Trecho fornecido:
⁂

Inconformados, a tempo e modo, os autores interpuseram recurso de apelação.

Em suas razões, pediram a reforma da decisão quanto ao pedido de Sheila Pires de Lima, bem como a majoração do quantum indenizatório fixado para os filhos do de cujus.

No mais, pediram a modificação de pleito de danos materiais e pensão por morte.

Apresentadas as contrarrazões, os autos foram encaminhados à douta Procuradoria-Geral de Justiça, sendo que lavrou parecer o Dr. Rogê Macedo Neves, que manifestou-se conhecimento e parcial provimento do recurso de apelação interposto nos autos, para: a) majorar a quantia fixada a título de danos morais, em R$ 100.000,00 (cem mil reais); e b) condenar o ente público ao pagamento de pensão mensal destinada aos autores Victória Luiza de Lima Franz, Vítor Paulo Lima, Eduarda Alves Fraz e Kelvin Vaz Franz, a ser distribuída em partes iguais para cada beneficiário, calculada sobre 2/3 (dois terços) da remuneração da vítima, desde a data do óbito (12/11/2011) até o momento em que completarem 18 (dezoito) anos, ou até que atinjam 25 (vinte e cinco) anos, se comprovada a condição de estudantes" (fls. 338-348).

Após, vieram conclusos.

É o relatório.






VOTO

A insurgência voluntária apresentou-se tempestiva e satisfez os demais requisitos legais, motivo pelo qual merece ser conhecida.

Trata-se de ação indenizatória, promovida por Sheila Pires de Lima, Victória Luiza de Lima Franz, Vítor Paulo Lima, Eduarda Alves Franz, Kelvin Vaz Franz, em desfavor do Estado de Santa Catarina, em que se objetiva a reparação de danos causados pelo suicídio de detento, que era esposo e pai dos requerentes, em presídio estadual.

A decisão a quo estabelece a análise dos autos sob a ótica da responsabilidade estatal subjetiva.

Entretanto, a jurisprudência é uníssona em admitir, quanto trata-se da custódia de detentos, a responsabilidade do Estado é objetiva (Tema 592, do STJ):

RECURSO EXTRAORDINÁRIO. REPERCUSSÃO GERAL. RESPONSABILIDADE CIVIL DO ESTADO POR MORTE DE DETENTO. ARTIGOS 5º, XLIX, E 37, § 6º, DA CONSTITUIÇÃO FEDERAL.

⁂

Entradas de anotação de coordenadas
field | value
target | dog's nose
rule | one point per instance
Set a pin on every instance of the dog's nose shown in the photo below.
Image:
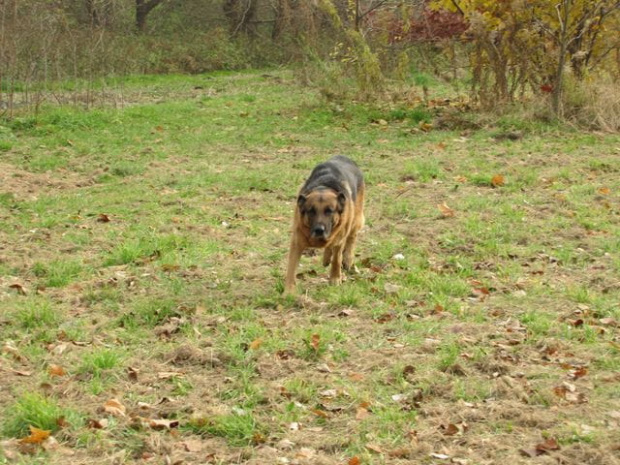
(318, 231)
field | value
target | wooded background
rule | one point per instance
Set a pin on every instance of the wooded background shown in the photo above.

⁂

Objetivo 1:
No trecho sobre a ação indenizatória contra o Estado de Santa Catarina, quem lavrou o parecer da Procuradoria-Geral de Justiça?
Objetivo 2:
Retome o trecho sobre a ação indenizatória contra o Estado de Santa Catarina a partir do ponto em que ele para.

Resposta 1:
O Dr. Rogê Macedo Neves.

Resposta 2:
1. A responsabilidade civil estatal, segundo a Constituição Federal de 1988, em seu artigo 37, § 6º, subsume-se à teoria do risco administrativo, tanto para as condutas estatais comissivas quanto paras as omissivas, posto rejeitada a teoria do risco integral.

2. A omissão do Estado reclama nexo de causalidade em relação ao dano sofrido pela vítima nos casos em que o Poder Público ostenta o dever legal e a efetiva possibilidade de agir para impedir o resultado danoso.

3. É dever do Estado e direito subjetivo do preso que a execução da pena se dê de forma humanizada, garantindo-se os direitos fundamentais do detento, e o de ter preservada a sua incolumidade física e moral (artigo 5º, inciso XLIX, da Constituição Federal).

4. O dever constitucional de proteção ao detento somente se considera violado quando possível a atuação estatal no sentido de garantir os seus direitos fundamentais, pressuposto inafastável para a configuração da responsabilidade civil objetiva estatal, na forma do artigo 37, § 6º, da Constituição Federal.

5. Ad impossibilia nemo tenetur, por isso que nos casos em que não é possível ao Estado agir para evitar a morte do detento (que ocorreria mesmo que o preso estivesse em liberdade), rompe-se o nexo de causalidade, afastando-se a responsabilidade do Poder Público, sob pena de adotar-se contra legem e a opinio doctorum a teoria do risco integral, ao arrepio do texto constitucional.

6. A morte do detento pode ocorrer por várias causas, como, v. g., homicídio, suicídio, acidente ou morte natural, sendo que nem sempre será possível ao Estado evitá-la, por mais que adote as precauções exigíveis.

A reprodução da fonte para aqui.